TASK STATEMENT ▸ Print everything from the line containing "Check that each instance of the dry" down to the last of the rows below, copying each line unchanged.

[BEGIN]

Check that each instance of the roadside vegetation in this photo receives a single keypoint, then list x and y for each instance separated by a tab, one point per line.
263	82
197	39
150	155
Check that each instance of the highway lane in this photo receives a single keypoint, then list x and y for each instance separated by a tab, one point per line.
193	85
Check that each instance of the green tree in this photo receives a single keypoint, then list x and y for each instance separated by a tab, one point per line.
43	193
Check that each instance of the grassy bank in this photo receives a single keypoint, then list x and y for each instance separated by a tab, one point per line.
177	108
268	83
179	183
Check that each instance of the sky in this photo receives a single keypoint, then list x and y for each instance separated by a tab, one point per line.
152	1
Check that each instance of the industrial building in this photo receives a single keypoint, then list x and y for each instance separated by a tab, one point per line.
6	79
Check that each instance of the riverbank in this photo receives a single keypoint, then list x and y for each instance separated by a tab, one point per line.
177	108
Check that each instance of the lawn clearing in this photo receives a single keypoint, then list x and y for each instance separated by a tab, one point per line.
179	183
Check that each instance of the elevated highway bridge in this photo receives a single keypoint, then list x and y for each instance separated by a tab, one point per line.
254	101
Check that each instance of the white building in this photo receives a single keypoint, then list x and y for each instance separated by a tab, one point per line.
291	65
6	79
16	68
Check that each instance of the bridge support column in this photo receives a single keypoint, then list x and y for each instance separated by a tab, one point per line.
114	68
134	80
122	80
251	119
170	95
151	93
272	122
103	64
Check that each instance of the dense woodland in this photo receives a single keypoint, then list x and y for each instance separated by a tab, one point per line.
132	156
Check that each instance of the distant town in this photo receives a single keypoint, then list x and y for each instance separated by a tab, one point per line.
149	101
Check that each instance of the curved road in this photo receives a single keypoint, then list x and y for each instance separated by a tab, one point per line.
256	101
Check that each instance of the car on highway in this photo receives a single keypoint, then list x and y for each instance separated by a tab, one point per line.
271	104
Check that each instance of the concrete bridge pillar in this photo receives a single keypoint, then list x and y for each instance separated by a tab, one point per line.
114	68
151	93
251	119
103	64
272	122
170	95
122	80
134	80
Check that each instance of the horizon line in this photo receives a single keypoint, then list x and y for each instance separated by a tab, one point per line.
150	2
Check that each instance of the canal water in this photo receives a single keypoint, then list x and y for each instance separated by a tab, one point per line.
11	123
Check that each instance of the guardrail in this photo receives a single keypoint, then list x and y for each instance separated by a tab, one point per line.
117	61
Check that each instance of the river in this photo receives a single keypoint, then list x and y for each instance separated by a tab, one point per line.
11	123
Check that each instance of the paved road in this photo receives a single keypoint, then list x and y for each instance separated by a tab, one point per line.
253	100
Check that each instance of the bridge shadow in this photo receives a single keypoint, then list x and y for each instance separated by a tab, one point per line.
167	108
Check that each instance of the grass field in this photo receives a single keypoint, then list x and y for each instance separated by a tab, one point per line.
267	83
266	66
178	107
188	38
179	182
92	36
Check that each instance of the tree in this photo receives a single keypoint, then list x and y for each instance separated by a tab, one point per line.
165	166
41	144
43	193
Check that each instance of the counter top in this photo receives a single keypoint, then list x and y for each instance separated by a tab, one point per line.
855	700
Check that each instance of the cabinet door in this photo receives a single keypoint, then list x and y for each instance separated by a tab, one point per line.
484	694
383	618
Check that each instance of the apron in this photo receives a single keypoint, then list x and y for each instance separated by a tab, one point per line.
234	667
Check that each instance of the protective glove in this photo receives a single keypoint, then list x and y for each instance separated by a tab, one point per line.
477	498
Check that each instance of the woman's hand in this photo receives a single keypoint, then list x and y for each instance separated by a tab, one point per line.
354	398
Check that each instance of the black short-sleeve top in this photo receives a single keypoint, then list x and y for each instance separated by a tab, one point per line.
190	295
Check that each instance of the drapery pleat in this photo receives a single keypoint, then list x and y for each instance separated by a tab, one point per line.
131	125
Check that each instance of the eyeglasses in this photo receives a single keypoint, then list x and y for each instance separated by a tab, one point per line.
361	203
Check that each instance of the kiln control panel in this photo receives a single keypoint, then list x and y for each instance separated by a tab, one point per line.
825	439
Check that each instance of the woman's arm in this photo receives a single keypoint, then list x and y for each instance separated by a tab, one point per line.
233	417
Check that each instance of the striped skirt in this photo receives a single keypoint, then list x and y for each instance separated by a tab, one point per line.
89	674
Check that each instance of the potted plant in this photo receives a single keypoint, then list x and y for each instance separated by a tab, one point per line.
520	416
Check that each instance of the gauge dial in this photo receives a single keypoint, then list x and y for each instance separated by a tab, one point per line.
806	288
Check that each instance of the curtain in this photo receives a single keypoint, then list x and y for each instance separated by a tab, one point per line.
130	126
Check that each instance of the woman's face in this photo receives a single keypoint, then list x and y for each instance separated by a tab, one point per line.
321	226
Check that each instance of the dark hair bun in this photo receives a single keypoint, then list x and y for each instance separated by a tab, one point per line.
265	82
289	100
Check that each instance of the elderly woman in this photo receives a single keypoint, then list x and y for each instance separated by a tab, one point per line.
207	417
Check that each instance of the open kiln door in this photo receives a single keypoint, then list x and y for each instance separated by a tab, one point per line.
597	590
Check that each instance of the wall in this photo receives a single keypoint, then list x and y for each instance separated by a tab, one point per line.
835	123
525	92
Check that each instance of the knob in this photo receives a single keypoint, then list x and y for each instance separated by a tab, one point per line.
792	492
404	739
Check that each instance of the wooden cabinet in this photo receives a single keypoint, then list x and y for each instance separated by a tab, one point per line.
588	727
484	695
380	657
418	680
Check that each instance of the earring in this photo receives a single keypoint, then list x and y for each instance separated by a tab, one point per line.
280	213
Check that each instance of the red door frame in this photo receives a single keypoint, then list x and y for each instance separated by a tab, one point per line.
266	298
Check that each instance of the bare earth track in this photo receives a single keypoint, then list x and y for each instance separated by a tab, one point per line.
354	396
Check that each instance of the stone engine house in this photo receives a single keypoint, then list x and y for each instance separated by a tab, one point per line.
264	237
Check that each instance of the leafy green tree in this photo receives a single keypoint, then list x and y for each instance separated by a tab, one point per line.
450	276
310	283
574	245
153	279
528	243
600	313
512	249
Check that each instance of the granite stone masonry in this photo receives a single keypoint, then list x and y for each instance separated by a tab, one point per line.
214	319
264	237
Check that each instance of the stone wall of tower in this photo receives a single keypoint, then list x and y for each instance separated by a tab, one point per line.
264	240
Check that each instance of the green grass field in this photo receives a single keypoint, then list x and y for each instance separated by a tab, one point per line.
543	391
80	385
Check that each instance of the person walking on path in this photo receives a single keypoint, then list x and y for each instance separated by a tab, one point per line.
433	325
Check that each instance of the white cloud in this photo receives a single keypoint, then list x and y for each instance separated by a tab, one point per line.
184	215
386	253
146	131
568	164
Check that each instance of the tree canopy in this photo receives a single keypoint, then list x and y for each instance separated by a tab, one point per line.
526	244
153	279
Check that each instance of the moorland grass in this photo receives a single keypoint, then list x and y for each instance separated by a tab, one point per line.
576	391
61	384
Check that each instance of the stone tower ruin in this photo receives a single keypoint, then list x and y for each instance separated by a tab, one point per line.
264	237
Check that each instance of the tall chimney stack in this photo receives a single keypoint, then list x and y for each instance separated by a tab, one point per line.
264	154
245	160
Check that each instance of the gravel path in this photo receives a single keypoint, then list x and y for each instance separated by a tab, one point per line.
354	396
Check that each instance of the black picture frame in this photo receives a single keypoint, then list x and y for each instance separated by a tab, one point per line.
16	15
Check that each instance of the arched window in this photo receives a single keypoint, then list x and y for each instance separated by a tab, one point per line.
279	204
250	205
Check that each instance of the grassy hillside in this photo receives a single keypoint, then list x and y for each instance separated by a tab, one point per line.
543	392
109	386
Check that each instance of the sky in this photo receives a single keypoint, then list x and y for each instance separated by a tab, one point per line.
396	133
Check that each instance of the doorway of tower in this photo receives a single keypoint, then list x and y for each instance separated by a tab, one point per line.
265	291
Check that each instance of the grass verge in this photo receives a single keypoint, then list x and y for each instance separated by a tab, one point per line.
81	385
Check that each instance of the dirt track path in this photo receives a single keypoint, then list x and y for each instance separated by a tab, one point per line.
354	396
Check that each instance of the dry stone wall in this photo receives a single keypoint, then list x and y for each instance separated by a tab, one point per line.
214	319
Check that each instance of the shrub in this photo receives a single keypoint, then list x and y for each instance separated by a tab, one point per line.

[END]

SOLUTION BELOW ▸
Check that each instance of the dry stone wall in this photo receives a single keypoint, then list x and y for each instance separated by a tab, one point per line.
214	319
Check that each instance of the shrub in this photo receives a single keypoint, then list x and y for each instance separated by a tab, one point per line.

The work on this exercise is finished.